→ **WHAT THE TASK REQUIRES**
Omit images. Retype all entries verbatim.

→ **RECORDS**
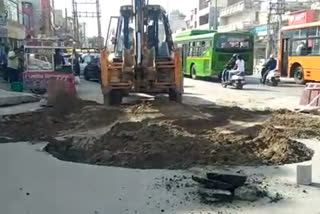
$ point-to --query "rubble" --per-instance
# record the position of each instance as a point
(248, 193)
(233, 188)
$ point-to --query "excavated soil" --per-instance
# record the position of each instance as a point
(162, 134)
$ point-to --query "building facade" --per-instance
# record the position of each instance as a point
(11, 25)
(209, 10)
(177, 21)
(239, 15)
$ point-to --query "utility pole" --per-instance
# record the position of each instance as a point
(53, 16)
(216, 15)
(100, 39)
(275, 9)
(86, 14)
(66, 20)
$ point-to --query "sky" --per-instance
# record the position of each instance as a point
(111, 7)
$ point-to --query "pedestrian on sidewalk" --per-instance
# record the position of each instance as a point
(13, 65)
(3, 59)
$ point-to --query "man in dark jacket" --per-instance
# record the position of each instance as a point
(269, 66)
(230, 65)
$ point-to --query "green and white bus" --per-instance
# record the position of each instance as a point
(205, 53)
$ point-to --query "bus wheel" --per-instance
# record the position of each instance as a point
(193, 72)
(299, 75)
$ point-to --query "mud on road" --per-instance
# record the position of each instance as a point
(163, 134)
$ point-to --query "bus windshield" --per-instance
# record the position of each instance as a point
(234, 42)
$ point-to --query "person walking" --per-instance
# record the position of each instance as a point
(239, 67)
(270, 65)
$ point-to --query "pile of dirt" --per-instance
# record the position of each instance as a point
(162, 145)
(296, 125)
(67, 114)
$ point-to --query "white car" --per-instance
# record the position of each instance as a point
(85, 60)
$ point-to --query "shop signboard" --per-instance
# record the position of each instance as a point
(4, 24)
(301, 17)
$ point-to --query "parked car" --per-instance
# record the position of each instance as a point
(93, 69)
(86, 59)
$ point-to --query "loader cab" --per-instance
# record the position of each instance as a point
(156, 29)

→ **SOLUTION TO THE EXERCISE**
$ point-to --query "rubble" --per-instance
# record the position of each instance as a point
(248, 193)
(233, 188)
$ point-to --query "excavated soil" --per-instance
# record the position of each instance as a point
(162, 134)
$ point-to --query "building facade" --per-instance
# record the position of each instance as a point
(11, 25)
(209, 10)
(177, 21)
(239, 15)
$ point-to --query "utility pole" --per-instance
# record the position of each instance as a point
(53, 16)
(216, 15)
(100, 39)
(275, 9)
(86, 14)
(66, 20)
$ point-to --query "sky" --per-instance
# record the position of each instance as a point
(111, 7)
$ point-to --query "pedestrian on sidewalk" --per-instance
# record the position of each instance as a point
(13, 65)
(3, 59)
$ point-to --query "man in dark jacket" --per-instance
# record the position of each instance as a point
(269, 66)
(230, 65)
$ point-to --query "green and white bus" --per-instance
# record the position of each instance as a point
(205, 53)
$ point-to --query "bus wheel" --per-instance
# record the position of each instance as a point
(193, 72)
(299, 75)
$ point-to --query "mud on road" --per-instance
# record the position of each instance as a point
(163, 134)
$ point-to --query "bus windshield" --per-instance
# record the position of each instance as a point
(234, 42)
$ point-to --query "person walking" --per-instance
# record the position of each instance as a point
(239, 67)
(270, 65)
$ point-to --query "pile of dirt" --per-instance
# record the position of each instance as a point
(162, 145)
(296, 125)
(67, 114)
$ point-to --query "white car" --per-instance
# record the position of each instance as a point
(85, 60)
$ point-to --query "shop signboard" --per-instance
# record the position of each instance as a point
(4, 24)
(301, 17)
$ point-to --query "parked car" --per-instance
# record the position of each instance as a point
(93, 69)
(86, 59)
$ point-to --query "loader cab" --per-instance
# record the position of each instance as a point
(156, 29)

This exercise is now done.